# Aim of the exercise:
Retype the full set of data, character for character.
Material supplied: Begin
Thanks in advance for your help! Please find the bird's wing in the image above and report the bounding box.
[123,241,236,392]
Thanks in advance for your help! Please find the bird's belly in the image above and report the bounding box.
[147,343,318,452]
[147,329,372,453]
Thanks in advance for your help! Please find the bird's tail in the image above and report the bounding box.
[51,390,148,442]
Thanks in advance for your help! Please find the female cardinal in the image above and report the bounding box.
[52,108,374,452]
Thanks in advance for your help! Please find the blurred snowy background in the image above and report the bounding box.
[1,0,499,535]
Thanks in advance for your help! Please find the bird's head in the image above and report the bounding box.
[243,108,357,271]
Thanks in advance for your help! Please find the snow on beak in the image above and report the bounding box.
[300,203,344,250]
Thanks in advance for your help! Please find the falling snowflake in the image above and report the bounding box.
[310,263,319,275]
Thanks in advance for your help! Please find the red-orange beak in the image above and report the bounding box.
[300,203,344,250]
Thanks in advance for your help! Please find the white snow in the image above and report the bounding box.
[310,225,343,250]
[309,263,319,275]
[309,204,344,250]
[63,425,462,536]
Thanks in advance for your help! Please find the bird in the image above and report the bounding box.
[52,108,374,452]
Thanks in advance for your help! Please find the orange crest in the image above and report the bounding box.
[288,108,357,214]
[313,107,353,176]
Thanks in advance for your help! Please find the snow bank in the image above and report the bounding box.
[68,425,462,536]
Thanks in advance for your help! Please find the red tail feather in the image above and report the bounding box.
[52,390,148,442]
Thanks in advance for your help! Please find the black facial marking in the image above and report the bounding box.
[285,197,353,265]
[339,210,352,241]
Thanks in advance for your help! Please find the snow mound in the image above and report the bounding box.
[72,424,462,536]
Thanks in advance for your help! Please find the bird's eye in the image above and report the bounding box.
Material supplied: End
# Written response:
Thanks in advance for your help! Please find the bird's wing in the image above and report the bounding box.
[123,241,236,392]
Thanks in advance for your help! Please find the bird's belly in the image above and report the bounding box.
[147,343,318,452]
[147,329,372,453]
Thanks in advance for your help! Please find the bird's tail in the image above and report the bounding box.
[51,390,148,442]
Thanks in advance for your help! Please find the female cardinal in the image above and report the bounding box.
[52,108,374,452]
Thanks in advance for your help! Please find the blurred snowy background in the image above and report the bounding box.
[1,0,499,535]
Thanks in advance for your help! Please find the bird's head in the image above and report the bounding box.
[243,108,357,271]
Thanks in advance for your help! Please find the snow on beak in the image above and report the bounding box.
[300,203,344,250]
Thanks in advance for your help! Please find the falling snowflake in the image above and report the bounding box.
[310,263,319,275]
Thanks in advance for your help! Please find the red-orange beak in the image above and report the bounding box.
[300,203,344,250]
Thanks in advance for your help! Please find the white snow in the image above and report the bounding box.
[310,225,343,250]
[309,263,319,275]
[309,204,344,250]
[63,425,462,536]
Thanks in advance for your help! Please find the bird in the image above and report the bounding box.
[52,108,374,452]
Thanks in advance for your help! Please find the orange crest in the image above and report the bounding box.
[288,108,357,214]
[313,107,353,176]
Thanks in advance for your help! Please find the snow bank in the image above and report the bounding box.
[68,425,462,536]
Thanks in advance for your help! Please find the red tail feather in the image above and report the bounding box.
[52,390,148,442]
Thanks in advance for your help! Please find the black facial marking in the image above and report the bounding box.
[285,197,353,265]
[339,210,352,241]
Thanks in advance for your help! Please find the snow mound in the image above and report the bounding box.
[72,424,462,536]
Thanks in advance for your help! Please find the bird's eye in the image above and report the bounding box.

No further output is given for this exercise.